[Data entries]
________________________________________

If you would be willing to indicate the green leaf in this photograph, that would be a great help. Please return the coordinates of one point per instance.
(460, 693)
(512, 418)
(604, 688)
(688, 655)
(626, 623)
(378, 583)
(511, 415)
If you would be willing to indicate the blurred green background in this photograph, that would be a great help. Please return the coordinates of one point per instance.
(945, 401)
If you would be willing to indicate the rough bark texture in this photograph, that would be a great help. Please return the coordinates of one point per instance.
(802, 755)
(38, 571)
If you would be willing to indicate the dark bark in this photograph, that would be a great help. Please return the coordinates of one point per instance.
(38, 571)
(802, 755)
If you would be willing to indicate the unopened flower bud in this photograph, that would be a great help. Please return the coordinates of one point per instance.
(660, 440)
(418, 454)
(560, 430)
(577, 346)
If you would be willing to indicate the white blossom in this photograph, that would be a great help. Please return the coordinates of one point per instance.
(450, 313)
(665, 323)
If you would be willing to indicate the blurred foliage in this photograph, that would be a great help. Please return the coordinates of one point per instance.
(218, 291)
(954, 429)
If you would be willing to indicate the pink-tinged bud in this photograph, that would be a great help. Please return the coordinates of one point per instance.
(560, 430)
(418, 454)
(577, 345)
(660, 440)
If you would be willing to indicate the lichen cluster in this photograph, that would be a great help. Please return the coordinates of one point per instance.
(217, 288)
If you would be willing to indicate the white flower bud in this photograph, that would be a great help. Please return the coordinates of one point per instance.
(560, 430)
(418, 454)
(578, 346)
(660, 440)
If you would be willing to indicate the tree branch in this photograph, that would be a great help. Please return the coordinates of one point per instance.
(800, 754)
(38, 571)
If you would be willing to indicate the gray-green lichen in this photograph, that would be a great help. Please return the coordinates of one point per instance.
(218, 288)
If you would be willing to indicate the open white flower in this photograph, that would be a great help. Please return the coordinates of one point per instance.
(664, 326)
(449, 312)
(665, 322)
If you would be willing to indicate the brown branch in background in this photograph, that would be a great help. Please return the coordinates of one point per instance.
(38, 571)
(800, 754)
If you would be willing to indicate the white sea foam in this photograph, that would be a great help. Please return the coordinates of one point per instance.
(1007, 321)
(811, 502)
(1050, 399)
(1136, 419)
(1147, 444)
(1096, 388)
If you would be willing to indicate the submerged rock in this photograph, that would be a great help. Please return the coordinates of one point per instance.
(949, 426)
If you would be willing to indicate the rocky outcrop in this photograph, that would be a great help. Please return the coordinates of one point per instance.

________________________________________

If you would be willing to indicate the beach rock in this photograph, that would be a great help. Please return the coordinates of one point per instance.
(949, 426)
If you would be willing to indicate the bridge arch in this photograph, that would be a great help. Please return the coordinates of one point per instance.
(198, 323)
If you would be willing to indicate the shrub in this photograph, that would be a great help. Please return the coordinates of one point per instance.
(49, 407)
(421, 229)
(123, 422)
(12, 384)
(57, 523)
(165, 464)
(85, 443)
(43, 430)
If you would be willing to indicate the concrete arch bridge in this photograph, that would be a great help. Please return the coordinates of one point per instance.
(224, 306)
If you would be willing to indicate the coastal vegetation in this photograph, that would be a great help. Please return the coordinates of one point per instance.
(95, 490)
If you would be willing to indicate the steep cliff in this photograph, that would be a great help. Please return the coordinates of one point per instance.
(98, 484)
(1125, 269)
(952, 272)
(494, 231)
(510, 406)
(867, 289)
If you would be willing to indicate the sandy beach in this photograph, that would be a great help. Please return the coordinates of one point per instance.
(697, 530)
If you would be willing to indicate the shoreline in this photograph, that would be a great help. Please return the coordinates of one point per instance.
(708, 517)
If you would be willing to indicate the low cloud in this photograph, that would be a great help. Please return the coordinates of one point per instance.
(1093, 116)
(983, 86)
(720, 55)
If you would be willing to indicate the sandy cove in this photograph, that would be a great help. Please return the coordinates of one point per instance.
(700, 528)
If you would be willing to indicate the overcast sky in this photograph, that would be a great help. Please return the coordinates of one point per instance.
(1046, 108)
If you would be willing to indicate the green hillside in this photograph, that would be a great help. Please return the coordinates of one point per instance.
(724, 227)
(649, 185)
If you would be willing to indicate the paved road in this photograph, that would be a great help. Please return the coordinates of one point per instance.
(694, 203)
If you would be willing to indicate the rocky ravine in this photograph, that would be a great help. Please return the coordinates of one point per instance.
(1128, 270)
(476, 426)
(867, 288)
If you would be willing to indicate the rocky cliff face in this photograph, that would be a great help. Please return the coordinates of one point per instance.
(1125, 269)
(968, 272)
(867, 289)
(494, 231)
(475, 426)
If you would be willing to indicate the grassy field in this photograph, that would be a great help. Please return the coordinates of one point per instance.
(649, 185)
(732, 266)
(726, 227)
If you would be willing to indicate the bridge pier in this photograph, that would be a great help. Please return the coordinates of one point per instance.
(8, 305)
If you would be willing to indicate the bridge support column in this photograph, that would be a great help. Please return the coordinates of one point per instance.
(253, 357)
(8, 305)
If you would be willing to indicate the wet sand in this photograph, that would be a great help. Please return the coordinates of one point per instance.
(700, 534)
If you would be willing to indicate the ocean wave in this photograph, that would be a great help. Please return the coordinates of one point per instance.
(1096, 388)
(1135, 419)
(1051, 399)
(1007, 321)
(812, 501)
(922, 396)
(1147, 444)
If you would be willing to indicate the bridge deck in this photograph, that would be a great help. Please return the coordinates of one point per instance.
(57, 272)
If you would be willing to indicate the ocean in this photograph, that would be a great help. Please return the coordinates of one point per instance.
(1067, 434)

________________________________________

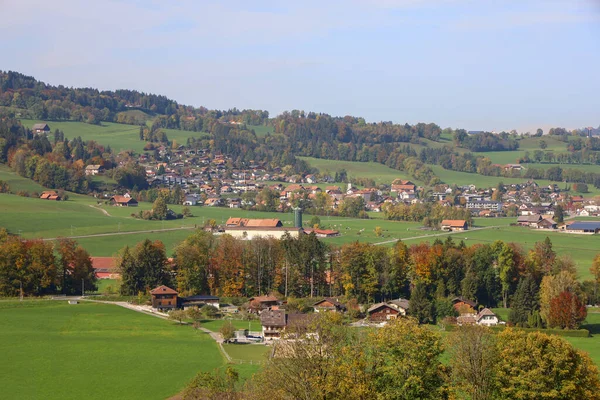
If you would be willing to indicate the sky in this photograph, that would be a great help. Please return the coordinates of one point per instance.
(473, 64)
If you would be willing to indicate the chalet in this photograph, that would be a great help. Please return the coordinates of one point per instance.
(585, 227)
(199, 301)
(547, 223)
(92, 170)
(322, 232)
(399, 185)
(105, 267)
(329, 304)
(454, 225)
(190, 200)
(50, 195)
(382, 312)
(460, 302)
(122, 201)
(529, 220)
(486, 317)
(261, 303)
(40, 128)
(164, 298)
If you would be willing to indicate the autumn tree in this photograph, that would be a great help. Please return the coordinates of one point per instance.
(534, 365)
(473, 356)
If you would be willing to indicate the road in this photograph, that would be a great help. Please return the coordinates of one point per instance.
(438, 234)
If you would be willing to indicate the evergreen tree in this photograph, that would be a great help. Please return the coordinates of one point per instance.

________________________________________

Write out again every line above from the one containing "If you would be willing to indicate the tree" through the one containing "If you would be willing to indicate the rocky outcrop", both ends included, and add -116 to each coordinate value along the way.

If you would be willing to indicate the tree branch in this photograph, that would be a great help. Please return the coordinates of one point per instance.
(684, 638)
(-78, 455)
If you would be willing to indicate the gray-green lichen in this photograph, that would be a great help. Please return the coordinates of one point per instance.
(102, 172)
If you would be willing to indicate the open white flower in this photograph, that would be a great help. Please return the coordinates of one point per instance.
(548, 210)
(333, 196)
(549, 206)
If you would be willing to indicate the brown branch in background in this photograph, that would be a great help. Please return the coordinates of one point per instance.
(-78, 455)
(684, 638)
If you would be willing to indicate the white sea foam in this photograph, that would be a great help. Please return the coordinates of one point per instance.
(891, 205)
(695, 386)
(934, 283)
(1020, 303)
(1031, 328)
(980, 272)
If you would be willing to indicate the submerged rock in this photograph, that would be a great help. Please return the coordinates of one point per instance.
(833, 310)
If you would be willing to indicate the rocky outcrop in this photograph, that would be a great help. Please return the coordinates of one point per instance.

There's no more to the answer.